== Dataset excerpts

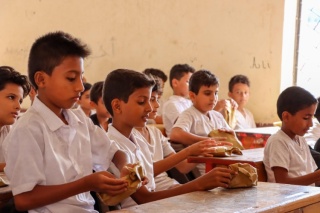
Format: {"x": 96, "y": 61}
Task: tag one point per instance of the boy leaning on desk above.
{"x": 51, "y": 150}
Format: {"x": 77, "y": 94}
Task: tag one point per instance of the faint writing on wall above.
{"x": 259, "y": 64}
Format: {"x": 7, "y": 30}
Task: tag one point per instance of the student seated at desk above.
{"x": 239, "y": 90}
{"x": 163, "y": 155}
{"x": 179, "y": 101}
{"x": 195, "y": 123}
{"x": 129, "y": 105}
{"x": 51, "y": 151}
{"x": 14, "y": 87}
{"x": 287, "y": 157}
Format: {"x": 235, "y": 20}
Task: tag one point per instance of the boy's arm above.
{"x": 44, "y": 195}
{"x": 217, "y": 177}
{"x": 183, "y": 137}
{"x": 281, "y": 176}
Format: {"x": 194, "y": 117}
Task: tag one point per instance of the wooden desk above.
{"x": 255, "y": 137}
{"x": 266, "y": 197}
{"x": 250, "y": 156}
{"x": 5, "y": 192}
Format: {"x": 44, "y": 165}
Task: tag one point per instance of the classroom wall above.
{"x": 226, "y": 37}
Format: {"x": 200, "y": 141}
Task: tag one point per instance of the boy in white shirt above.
{"x": 129, "y": 105}
{"x": 239, "y": 90}
{"x": 14, "y": 87}
{"x": 51, "y": 150}
{"x": 179, "y": 101}
{"x": 287, "y": 157}
{"x": 195, "y": 123}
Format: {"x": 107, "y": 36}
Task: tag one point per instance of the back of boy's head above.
{"x": 179, "y": 70}
{"x": 96, "y": 92}
{"x": 238, "y": 79}
{"x": 294, "y": 99}
{"x": 9, "y": 75}
{"x": 87, "y": 86}
{"x": 202, "y": 78}
{"x": 156, "y": 72}
{"x": 121, "y": 83}
{"x": 50, "y": 50}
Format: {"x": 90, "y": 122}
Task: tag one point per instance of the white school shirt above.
{"x": 159, "y": 148}
{"x": 137, "y": 150}
{"x": 172, "y": 108}
{"x": 246, "y": 121}
{"x": 195, "y": 122}
{"x": 282, "y": 151}
{"x": 4, "y": 131}
{"x": 41, "y": 150}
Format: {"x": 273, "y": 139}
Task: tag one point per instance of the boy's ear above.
{"x": 116, "y": 106}
{"x": 192, "y": 95}
{"x": 39, "y": 78}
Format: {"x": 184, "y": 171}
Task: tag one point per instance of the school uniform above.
{"x": 293, "y": 155}
{"x": 137, "y": 150}
{"x": 4, "y": 131}
{"x": 172, "y": 108}
{"x": 42, "y": 150}
{"x": 245, "y": 121}
{"x": 195, "y": 122}
{"x": 159, "y": 148}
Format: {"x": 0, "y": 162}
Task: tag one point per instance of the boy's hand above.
{"x": 217, "y": 177}
{"x": 106, "y": 183}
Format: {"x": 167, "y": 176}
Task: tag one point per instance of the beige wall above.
{"x": 223, "y": 36}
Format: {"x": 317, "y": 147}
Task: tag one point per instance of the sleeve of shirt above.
{"x": 23, "y": 152}
{"x": 278, "y": 154}
{"x": 184, "y": 121}
{"x": 103, "y": 149}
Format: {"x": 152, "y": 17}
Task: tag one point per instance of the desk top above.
{"x": 266, "y": 197}
{"x": 249, "y": 155}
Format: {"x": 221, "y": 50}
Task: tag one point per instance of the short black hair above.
{"x": 10, "y": 75}
{"x": 238, "y": 79}
{"x": 179, "y": 70}
{"x": 156, "y": 72}
{"x": 121, "y": 83}
{"x": 202, "y": 78}
{"x": 50, "y": 50}
{"x": 96, "y": 91}
{"x": 87, "y": 86}
{"x": 294, "y": 99}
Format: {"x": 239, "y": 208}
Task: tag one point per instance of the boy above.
{"x": 102, "y": 117}
{"x": 129, "y": 105}
{"x": 195, "y": 123}
{"x": 51, "y": 151}
{"x": 84, "y": 99}
{"x": 14, "y": 87}
{"x": 163, "y": 155}
{"x": 162, "y": 80}
{"x": 239, "y": 90}
{"x": 287, "y": 157}
{"x": 179, "y": 101}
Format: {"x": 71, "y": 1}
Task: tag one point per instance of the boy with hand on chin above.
{"x": 14, "y": 87}
{"x": 51, "y": 151}
{"x": 287, "y": 157}
{"x": 129, "y": 105}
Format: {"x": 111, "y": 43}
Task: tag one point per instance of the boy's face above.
{"x": 101, "y": 109}
{"x": 62, "y": 89}
{"x": 84, "y": 102}
{"x": 154, "y": 104}
{"x": 136, "y": 111}
{"x": 181, "y": 87}
{"x": 206, "y": 99}
{"x": 10, "y": 98}
{"x": 240, "y": 93}
{"x": 299, "y": 123}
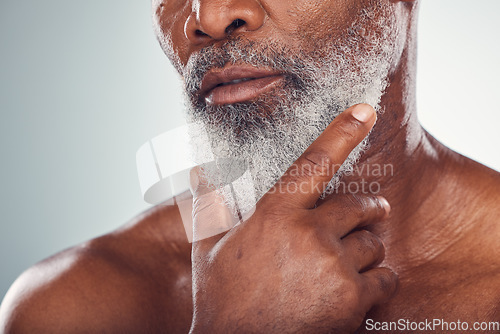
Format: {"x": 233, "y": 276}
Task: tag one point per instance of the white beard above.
{"x": 266, "y": 136}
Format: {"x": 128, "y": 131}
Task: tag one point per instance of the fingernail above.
{"x": 385, "y": 204}
{"x": 362, "y": 113}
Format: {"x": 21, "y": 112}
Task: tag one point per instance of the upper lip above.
{"x": 226, "y": 75}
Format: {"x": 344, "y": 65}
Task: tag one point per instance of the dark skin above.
{"x": 441, "y": 236}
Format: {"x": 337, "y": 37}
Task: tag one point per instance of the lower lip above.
{"x": 242, "y": 91}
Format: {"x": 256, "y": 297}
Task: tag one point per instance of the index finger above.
{"x": 305, "y": 181}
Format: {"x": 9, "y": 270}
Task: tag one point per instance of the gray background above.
{"x": 84, "y": 84}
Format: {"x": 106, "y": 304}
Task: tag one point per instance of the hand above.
{"x": 294, "y": 267}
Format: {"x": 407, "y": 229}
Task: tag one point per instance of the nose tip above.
{"x": 210, "y": 20}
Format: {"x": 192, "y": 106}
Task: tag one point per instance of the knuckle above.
{"x": 371, "y": 240}
{"x": 364, "y": 204}
{"x": 347, "y": 130}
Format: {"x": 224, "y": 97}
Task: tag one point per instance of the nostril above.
{"x": 235, "y": 25}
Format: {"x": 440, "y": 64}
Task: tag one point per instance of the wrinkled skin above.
{"x": 299, "y": 274}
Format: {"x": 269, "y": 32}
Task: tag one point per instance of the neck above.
{"x": 409, "y": 168}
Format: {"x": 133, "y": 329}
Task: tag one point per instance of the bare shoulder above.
{"x": 135, "y": 279}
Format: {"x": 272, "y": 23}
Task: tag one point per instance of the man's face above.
{"x": 265, "y": 78}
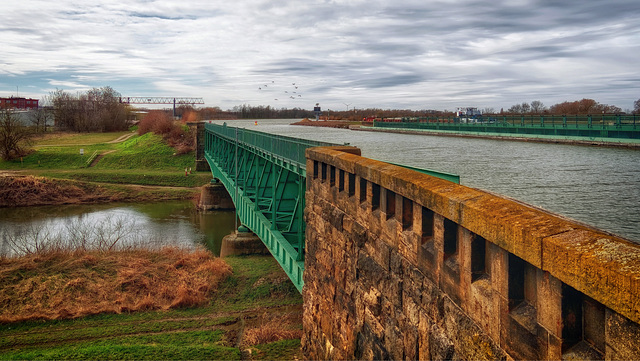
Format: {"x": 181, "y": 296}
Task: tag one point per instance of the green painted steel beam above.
{"x": 265, "y": 175}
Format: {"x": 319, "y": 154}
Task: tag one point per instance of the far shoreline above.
{"x": 368, "y": 127}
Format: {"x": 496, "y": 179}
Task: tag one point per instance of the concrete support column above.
{"x": 242, "y": 242}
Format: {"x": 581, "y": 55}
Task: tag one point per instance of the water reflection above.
{"x": 598, "y": 186}
{"x": 175, "y": 223}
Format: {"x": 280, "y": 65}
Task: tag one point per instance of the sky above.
{"x": 342, "y": 54}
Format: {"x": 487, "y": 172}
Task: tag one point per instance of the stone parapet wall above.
{"x": 403, "y": 265}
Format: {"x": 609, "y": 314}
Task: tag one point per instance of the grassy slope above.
{"x": 144, "y": 160}
{"x": 256, "y": 292}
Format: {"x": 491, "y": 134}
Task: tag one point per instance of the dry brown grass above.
{"x": 59, "y": 285}
{"x": 272, "y": 328}
{"x": 29, "y": 190}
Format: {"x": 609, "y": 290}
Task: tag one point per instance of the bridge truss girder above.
{"x": 268, "y": 193}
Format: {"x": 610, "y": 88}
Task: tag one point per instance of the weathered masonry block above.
{"x": 402, "y": 265}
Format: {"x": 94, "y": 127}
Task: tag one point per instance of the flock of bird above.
{"x": 293, "y": 93}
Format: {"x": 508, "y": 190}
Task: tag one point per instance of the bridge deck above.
{"x": 265, "y": 174}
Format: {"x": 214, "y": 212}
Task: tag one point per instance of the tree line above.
{"x": 97, "y": 110}
{"x": 584, "y": 106}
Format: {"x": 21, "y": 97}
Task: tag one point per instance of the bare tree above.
{"x": 39, "y": 118}
{"x": 99, "y": 109}
{"x": 13, "y": 136}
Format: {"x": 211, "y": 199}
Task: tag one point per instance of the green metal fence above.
{"x": 613, "y": 126}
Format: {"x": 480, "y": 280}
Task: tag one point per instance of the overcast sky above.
{"x": 384, "y": 54}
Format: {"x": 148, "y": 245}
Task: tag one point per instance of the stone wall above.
{"x": 401, "y": 265}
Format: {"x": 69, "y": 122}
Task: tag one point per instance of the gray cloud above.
{"x": 417, "y": 54}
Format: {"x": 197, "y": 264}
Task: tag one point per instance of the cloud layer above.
{"x": 387, "y": 54}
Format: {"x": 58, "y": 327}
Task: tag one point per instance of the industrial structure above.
{"x": 18, "y": 103}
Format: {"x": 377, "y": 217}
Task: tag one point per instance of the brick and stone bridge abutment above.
{"x": 401, "y": 265}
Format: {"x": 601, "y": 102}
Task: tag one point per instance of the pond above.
{"x": 172, "y": 223}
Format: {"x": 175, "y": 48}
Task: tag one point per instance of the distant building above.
{"x": 18, "y": 103}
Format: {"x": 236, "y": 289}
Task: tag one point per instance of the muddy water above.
{"x": 594, "y": 185}
{"x": 174, "y": 223}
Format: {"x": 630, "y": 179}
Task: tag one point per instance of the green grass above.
{"x": 77, "y": 138}
{"x": 207, "y": 332}
{"x": 146, "y": 152}
{"x": 259, "y": 283}
{"x": 143, "y": 160}
{"x": 129, "y": 176}
{"x": 279, "y": 350}
{"x": 186, "y": 345}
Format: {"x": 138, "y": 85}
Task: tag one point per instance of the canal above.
{"x": 594, "y": 185}
{"x": 170, "y": 223}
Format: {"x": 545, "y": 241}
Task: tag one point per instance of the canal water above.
{"x": 593, "y": 185}
{"x": 170, "y": 223}
{"x": 598, "y": 186}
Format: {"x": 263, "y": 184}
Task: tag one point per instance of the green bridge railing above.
{"x": 614, "y": 127}
{"x": 265, "y": 175}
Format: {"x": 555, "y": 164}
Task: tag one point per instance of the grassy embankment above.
{"x": 141, "y": 160}
{"x": 255, "y": 313}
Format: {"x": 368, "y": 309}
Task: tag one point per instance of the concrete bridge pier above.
{"x": 242, "y": 242}
{"x": 214, "y": 196}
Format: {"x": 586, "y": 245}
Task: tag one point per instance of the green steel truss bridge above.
{"x": 265, "y": 175}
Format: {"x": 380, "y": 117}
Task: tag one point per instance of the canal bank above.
{"x": 538, "y": 138}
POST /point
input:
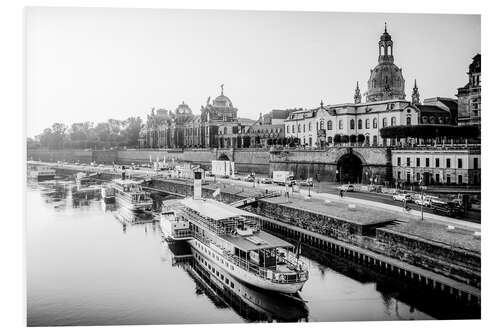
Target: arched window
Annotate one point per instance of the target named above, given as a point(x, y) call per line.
point(329, 125)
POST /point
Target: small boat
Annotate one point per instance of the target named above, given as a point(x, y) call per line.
point(130, 195)
point(41, 172)
point(107, 194)
point(173, 227)
point(232, 239)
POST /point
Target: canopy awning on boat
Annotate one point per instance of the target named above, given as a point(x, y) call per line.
point(257, 241)
point(213, 209)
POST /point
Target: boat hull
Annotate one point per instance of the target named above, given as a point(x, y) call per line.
point(242, 275)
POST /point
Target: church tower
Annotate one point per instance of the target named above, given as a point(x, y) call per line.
point(415, 96)
point(386, 79)
point(357, 94)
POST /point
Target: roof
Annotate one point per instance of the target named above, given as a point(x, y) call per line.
point(257, 241)
point(213, 209)
point(432, 109)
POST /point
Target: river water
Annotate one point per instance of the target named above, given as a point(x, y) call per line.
point(87, 266)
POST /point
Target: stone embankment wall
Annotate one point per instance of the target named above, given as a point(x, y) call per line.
point(246, 160)
point(60, 155)
point(323, 163)
point(459, 264)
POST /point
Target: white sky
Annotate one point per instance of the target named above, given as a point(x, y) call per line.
point(95, 64)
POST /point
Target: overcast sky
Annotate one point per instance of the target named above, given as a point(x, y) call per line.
point(94, 64)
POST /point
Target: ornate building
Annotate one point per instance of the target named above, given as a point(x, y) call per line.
point(217, 125)
point(386, 79)
point(469, 96)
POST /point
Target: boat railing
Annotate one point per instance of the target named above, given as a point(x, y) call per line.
point(299, 273)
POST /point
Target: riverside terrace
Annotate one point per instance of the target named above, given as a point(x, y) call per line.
point(452, 252)
point(383, 231)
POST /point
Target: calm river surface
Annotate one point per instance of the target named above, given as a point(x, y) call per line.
point(85, 267)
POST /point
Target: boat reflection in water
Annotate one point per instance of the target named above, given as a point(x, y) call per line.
point(225, 291)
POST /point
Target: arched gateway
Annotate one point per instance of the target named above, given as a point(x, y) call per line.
point(349, 169)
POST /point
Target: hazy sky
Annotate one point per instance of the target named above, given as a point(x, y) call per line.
point(95, 64)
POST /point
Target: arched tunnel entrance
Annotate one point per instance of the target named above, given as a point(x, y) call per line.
point(349, 169)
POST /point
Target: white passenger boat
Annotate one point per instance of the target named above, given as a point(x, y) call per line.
point(41, 172)
point(232, 239)
point(173, 227)
point(130, 195)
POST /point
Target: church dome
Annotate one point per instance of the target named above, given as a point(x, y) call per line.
point(386, 79)
point(223, 102)
point(183, 108)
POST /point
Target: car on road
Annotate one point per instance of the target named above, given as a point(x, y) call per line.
point(402, 197)
point(447, 208)
point(266, 181)
point(347, 188)
point(249, 178)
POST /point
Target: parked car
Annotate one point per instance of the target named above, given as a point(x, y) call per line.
point(249, 178)
point(347, 188)
point(447, 208)
point(426, 202)
point(266, 181)
point(307, 182)
point(402, 197)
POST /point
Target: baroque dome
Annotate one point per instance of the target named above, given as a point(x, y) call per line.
point(386, 79)
point(222, 102)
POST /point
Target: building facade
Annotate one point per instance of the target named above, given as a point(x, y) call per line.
point(361, 122)
point(437, 166)
point(469, 96)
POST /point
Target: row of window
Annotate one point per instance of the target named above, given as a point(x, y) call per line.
point(320, 125)
point(437, 178)
point(427, 163)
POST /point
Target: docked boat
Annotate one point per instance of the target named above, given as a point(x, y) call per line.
point(107, 194)
point(41, 172)
point(130, 195)
point(172, 227)
point(232, 239)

====

● **Work instructions**
Extract every line of the entries that contains the word "embankment". Matching is case-sensitive.

● **Solution**
Task: tag one point per instance of the grassy embankment above.
Target: stone embankment wall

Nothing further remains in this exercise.